Request: Gather every line of the listing below that contains the string "suit", matching case exactly.
━━━━━ Data for processing ━━━━━
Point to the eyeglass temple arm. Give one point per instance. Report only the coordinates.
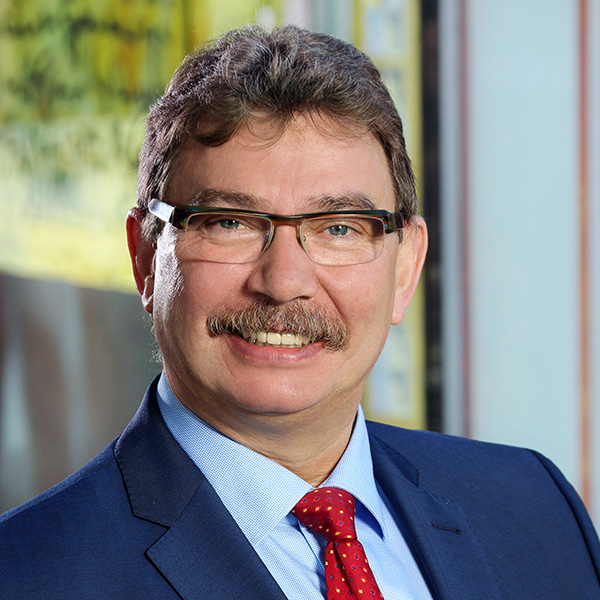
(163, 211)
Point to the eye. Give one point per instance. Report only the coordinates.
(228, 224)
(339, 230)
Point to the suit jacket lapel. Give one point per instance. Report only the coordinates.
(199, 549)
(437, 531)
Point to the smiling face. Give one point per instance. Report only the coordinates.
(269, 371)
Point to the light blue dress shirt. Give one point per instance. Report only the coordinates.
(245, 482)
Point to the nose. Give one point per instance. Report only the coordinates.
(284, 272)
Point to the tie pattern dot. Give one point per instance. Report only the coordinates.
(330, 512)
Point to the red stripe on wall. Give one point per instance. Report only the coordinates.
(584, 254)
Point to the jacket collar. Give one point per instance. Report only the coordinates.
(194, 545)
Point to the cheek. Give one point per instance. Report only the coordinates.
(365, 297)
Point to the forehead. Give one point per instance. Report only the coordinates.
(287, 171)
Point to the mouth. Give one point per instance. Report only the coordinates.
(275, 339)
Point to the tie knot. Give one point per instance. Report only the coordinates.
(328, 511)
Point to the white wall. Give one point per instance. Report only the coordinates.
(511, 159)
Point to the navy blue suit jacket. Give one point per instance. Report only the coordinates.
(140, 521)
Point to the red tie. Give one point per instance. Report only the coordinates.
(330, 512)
━━━━━
━━━━━ Data for processing ━━━━━
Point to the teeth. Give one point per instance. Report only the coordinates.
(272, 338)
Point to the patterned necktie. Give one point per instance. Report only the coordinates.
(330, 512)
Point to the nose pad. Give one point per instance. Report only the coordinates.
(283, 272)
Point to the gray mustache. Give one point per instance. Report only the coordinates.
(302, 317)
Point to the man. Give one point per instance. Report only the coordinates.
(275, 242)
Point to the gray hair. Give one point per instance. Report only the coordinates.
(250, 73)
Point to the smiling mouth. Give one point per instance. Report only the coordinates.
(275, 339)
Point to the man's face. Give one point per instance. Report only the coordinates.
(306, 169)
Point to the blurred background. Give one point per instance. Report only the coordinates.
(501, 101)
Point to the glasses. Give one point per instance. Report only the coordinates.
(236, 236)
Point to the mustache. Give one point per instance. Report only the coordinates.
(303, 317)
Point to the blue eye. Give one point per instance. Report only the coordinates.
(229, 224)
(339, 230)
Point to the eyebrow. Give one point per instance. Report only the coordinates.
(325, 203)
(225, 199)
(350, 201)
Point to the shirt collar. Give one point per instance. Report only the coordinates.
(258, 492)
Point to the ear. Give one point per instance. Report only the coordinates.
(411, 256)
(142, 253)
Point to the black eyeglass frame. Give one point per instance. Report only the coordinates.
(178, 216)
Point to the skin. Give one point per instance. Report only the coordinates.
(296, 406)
━━━━━
Solution to this exercise:
Point to the suit jacket lapel. Give one point per instance. Report only the coordinates.
Point to the navy blue suit jacket. Give one point per instance. Report only the coordinates.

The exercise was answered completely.